===== 提供された抜粋
真の法律家・行政官を育成する「伊藤塾」
 
2024.10.01

第351回 袴田事件

 9月26日、静岡地裁で袴田巌さんへの再審裁判で無罪判決が出ました。今回の無罪判決は、逮捕されてから58年間に渡る、ご本人と姉の秀子さん、弁護団、そして支援者の皆さんたちの努力の賜物です。ですがこの事件そのものが日本の刑事司法の大きな汚点であると同時に敗北であると思っています。これだけの人権侵害の救済に58年もの歳月を要した日本の刑事司法の現状は直ちに改めなければなりません。

 1966年、静岡県の味噌製造会社専務宅が全焼、焼跡から4人の死体が発見され、当時、従業員であった元プロボクサーの袴田巌さんの犯行として逮捕された強盗殺人事件です。袴田さんに対し極めて過酷な取調べが行われた結果、虚偽の自白を強要されました。この自白強要の過程も本当に酷いものでした。

 

 警察は、逮捕後連日連夜、猛暑の中で取調べを行い、トイレにも行かせない状態にしておいて、袴田さんにひたすら自白を迫ります。取調べ録音によると、取調べ19日目には4人の捜査官によって「お前が犯人だ、謝れ」と延々責め立てられ、「お前は4人を殺した」などと10回も繰り返されました。20日目に至って袴田さんは自白し、数日後に起訴されます。起訴後も警察の取り調べは続き、自白調書は45通にも及びました。なお、弁護人が袴田さんに会えた時間はこの間合計で30分程度です。

 

 自白の信憑性は疑問だらけでした。自白された犯行の動機についても、検察の見立てにあわせ変化していき、最終的には強盗目的とされました。犯行当時の着衣は当初パジャマとされましたが、公判中血痕が付着していたという鑑定自体が疑わしいことが明らかになり、事件から1年2ヶ月経過した後、工場の味噌樽の中から発見されたという犯行着衣5点が新たに提出され、検察は自白とは全く異なる着衣に犯行内容の主張を変化させています。そのような中で、第一審の静岡地裁は提出された検察調書44通を無効としながら、1通のみを採用して有罪を言い渡します。その後最高裁で1980年に死刑が確定しました。

 

 このような理不尽に対して、1981年に第一次再審請求が行われましたが、2008年3月に最高裁で棄却されます。同年4月、第二次再審請求がなされましたが、そこで弁護団から5点の衣類の味噌漬け実験の結果が新証拠として提出されます。この実験によって、この味噌漬けされた着衣は捜査機関による捏造の疑いが明らかになり、2014年静岡地裁で再審開始が決定され、ようやく袴田さんが釈放されたのです。
==========
===== 提供された記録
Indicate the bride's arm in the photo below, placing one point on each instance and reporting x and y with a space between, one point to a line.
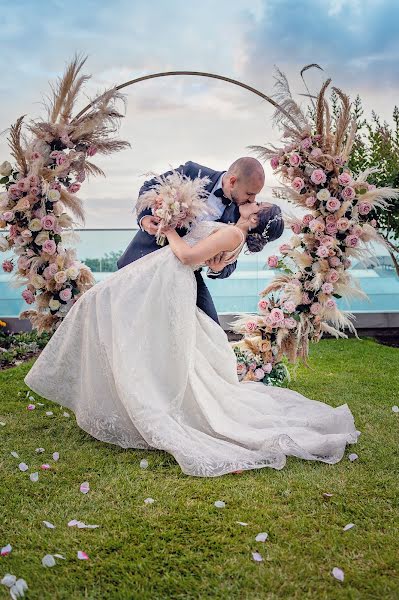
222 240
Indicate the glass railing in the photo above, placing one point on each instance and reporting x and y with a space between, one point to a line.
100 249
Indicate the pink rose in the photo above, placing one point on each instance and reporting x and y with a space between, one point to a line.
331 303
331 228
66 294
348 193
73 188
296 228
322 251
345 179
364 208
8 266
48 222
259 374
49 246
251 326
295 160
332 276
343 224
311 201
8 215
276 315
307 218
306 143
327 288
274 162
333 204
315 308
298 184
272 261
263 304
316 152
351 241
28 296
318 176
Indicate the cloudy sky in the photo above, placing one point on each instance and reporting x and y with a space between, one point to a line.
171 120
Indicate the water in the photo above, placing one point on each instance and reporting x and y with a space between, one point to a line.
237 293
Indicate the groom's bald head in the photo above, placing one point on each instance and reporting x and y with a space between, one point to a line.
244 179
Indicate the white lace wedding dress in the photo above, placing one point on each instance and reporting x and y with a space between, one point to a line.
142 367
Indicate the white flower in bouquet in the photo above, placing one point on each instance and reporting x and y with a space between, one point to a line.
5 169
177 200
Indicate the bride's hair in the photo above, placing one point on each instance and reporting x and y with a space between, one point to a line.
270 227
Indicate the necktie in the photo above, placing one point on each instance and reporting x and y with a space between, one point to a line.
219 194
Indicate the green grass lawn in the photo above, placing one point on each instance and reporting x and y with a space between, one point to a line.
182 546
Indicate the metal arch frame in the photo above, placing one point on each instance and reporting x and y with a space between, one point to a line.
196 74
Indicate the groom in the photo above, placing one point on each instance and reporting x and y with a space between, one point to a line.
240 184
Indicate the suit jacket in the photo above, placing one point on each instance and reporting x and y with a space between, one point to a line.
143 243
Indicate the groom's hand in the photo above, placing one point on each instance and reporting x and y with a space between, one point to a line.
216 264
150 224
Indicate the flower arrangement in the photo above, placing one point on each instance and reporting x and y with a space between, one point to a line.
50 168
300 303
177 200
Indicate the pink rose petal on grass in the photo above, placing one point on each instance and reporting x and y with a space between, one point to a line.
338 574
6 550
257 557
85 487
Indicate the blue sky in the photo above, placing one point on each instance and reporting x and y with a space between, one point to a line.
171 120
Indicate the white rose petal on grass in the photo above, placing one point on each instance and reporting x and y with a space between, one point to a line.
48 560
8 580
85 487
6 550
338 574
257 557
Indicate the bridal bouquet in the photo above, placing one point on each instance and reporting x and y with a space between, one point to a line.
177 200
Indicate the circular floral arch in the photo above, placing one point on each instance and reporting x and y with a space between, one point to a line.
298 306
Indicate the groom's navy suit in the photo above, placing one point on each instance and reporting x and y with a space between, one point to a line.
143 243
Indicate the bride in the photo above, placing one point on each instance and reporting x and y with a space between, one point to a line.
142 367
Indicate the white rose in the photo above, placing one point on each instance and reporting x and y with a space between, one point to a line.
64 220
72 272
53 195
35 225
54 304
41 238
323 195
38 281
5 168
3 244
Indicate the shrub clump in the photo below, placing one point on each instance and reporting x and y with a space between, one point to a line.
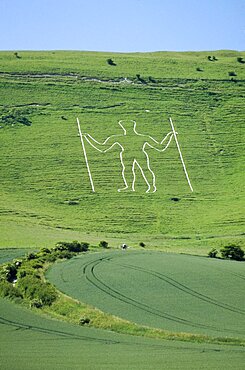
24 278
232 252
213 253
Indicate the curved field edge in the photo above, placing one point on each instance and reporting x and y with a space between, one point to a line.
71 310
33 341
75 309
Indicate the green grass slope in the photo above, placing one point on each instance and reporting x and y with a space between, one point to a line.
45 190
178 293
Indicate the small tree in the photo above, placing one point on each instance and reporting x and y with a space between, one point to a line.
213 253
103 244
233 252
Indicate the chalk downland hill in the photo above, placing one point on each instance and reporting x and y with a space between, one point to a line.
45 189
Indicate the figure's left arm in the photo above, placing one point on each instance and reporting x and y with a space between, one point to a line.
163 145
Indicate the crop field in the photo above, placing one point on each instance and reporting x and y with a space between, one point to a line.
29 341
179 293
46 194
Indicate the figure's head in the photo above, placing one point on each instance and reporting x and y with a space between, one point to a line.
127 125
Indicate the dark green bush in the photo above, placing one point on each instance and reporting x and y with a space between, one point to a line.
103 244
8 272
74 246
213 253
8 290
33 288
233 252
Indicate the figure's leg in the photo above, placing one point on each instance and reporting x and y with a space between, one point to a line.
148 175
127 174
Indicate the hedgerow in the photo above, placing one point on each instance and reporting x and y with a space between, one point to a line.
24 278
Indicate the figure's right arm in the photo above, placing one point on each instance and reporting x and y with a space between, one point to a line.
101 147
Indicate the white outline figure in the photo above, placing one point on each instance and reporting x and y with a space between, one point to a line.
111 141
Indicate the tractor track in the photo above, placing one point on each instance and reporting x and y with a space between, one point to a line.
89 270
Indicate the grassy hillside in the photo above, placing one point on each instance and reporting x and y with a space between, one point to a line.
45 189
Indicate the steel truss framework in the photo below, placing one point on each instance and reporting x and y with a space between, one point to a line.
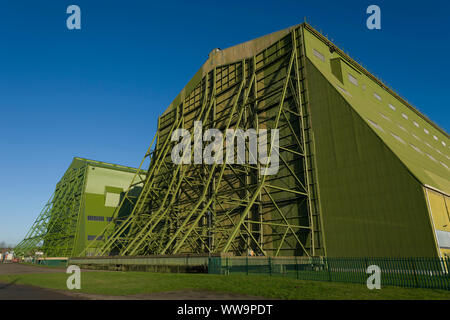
222 208
55 230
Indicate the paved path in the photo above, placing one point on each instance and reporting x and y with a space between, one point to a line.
12 291
17 268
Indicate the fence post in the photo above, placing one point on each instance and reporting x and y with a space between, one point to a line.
328 268
247 265
270 266
414 272
227 269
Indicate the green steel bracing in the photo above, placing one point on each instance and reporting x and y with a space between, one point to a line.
34 239
55 230
219 208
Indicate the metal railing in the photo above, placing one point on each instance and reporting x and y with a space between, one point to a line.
430 273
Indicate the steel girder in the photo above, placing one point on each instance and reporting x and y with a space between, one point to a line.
55 230
222 207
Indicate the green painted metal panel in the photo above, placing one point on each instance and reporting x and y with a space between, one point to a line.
372 205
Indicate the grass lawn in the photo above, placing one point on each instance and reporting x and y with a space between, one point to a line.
127 283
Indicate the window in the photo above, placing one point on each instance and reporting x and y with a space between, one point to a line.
385 117
431 157
415 148
398 138
344 91
96 218
319 55
352 79
375 125
402 128
90 237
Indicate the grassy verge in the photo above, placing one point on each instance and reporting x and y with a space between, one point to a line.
128 283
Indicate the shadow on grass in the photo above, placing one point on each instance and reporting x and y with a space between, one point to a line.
6 285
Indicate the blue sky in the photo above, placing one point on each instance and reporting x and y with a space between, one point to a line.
97 92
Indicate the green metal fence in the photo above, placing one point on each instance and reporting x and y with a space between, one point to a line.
404 272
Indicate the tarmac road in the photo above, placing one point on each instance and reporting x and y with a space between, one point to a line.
12 291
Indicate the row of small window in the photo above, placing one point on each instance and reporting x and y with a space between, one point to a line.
412 146
417 125
416 137
99 218
353 80
91 238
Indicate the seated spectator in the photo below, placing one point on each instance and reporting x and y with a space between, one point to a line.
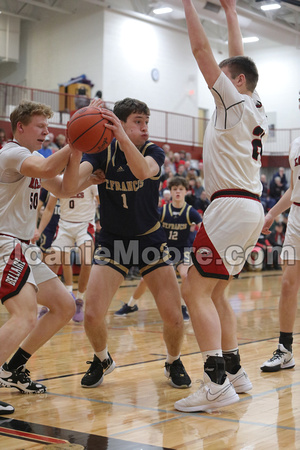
52 144
177 161
2 137
167 178
181 172
190 197
202 203
192 173
166 197
182 154
198 189
46 150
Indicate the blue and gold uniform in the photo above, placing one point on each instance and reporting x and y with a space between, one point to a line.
176 223
131 233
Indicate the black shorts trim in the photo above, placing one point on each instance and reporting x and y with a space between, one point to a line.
19 288
234 193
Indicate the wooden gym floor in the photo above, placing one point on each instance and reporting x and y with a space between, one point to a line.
134 407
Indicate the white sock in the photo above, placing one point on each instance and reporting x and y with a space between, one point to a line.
102 355
217 352
80 295
170 359
235 351
131 301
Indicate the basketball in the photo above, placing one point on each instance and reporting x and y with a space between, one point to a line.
87 132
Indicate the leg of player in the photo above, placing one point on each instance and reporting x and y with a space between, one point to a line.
22 309
131 306
61 308
167 297
102 286
235 372
86 256
207 328
283 357
67 271
183 269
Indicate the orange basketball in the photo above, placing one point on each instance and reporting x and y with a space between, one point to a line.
87 132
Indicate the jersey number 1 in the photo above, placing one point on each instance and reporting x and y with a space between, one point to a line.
124 201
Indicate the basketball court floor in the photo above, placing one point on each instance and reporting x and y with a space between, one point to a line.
134 407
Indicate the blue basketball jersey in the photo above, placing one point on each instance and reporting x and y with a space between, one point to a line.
128 206
176 222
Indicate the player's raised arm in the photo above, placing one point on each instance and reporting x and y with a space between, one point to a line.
235 40
200 45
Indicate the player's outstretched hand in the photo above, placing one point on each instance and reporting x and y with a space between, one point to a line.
114 124
228 4
267 224
97 177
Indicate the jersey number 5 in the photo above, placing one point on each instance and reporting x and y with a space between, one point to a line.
34 199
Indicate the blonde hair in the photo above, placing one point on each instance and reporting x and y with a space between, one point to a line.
26 109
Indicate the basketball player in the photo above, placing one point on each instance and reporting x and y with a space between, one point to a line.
283 357
46 233
76 227
131 234
233 220
176 218
25 280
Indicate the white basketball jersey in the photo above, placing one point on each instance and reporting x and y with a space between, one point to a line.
80 207
294 159
19 195
233 140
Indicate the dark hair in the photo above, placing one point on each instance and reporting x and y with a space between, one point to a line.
124 108
178 181
244 65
==========
# 課題一覧:
• 1. 抜粋では、今回の無罪判決は誰の努力の賜物とされていますか。挙げられている人をすべて書き出してください。
• 2. 抜粋の「1966年、静岡県の味噌製造」から「袴田さんが釈放されたのです。」までを、両端も含めてそのまま書き写してください。

# 解答一覧:
• 1. 袴田巌さん本人、姉の秀子さん、弁護団、支援者の皆さん

• 2.
1966年、静岡県の味噌製造会社専務宅が全焼、焼跡から4人の死体が発見され、当時、従業員であった元プロボクサーの袴田巌さんの犯行として逮捕された強盗殺人事件です。袴田さんに対し極めて過酷な取調べが行われた結果、虚偽の自白を強要されました。この自白強要の過程も本当に酷いものでした。

 

 警察は、逮捕後連日連夜、猛暑の中で取調べを行い、トイレにも行かせない状態にしておいて、袴田さんにひたすら自白を迫ります。取調べ録音によると、取調べ19日目には4人の捜査官によって「お前が犯人だ、謝れ」と延々責め立てられ、「お前は4人を殺した」などと10回も繰り返されました。20日目に至って袴田さんは自白し、数日後に起訴されます。起訴後も警察の取り調べは続き、自白調書は45通にも及びました。なお、弁護人が袴田さんに会えた時間はこの間合計で30分程度です。

 

 自白の信憑性は疑問だらけでした。自白された犯行の動機についても、検察の見立てにあわせ変化していき、最終的には強盗目的とされました。犯行当時の着衣は当初パジャマとされましたが、公判中血痕が付着していたという鑑定自体が疑わしいことが明らかになり、事件から1年2ヶ月経過した後、工場の味噌樽の中から発見されたという犯行着衣5点が新たに提出され、検察は自白とは全く異なる着衣に犯行内容の主張を変化させています。そのような中で、第一審の静岡地裁は提出された検察調書44通を無効としながら、1通のみを採用して有罪を言い渡します。その後最高裁で1980年に死刑が確定しました。

 

 このような理不尽に対して、1981年に第一次再審請求が行われましたが、2008年3月に最高裁で棄却されます。同年4月、第二次再審請求がなされましたが、そこで弁護団から5点の衣類の味噌漬け実験の結果が新証拠として提出されます。この実験によって、この味噌漬けされた着衣は捜査機関による捏造の疑いが明らかになり、2014年静岡地裁で再審開始が決定され、ようやく袴田さんが釈放されたのです。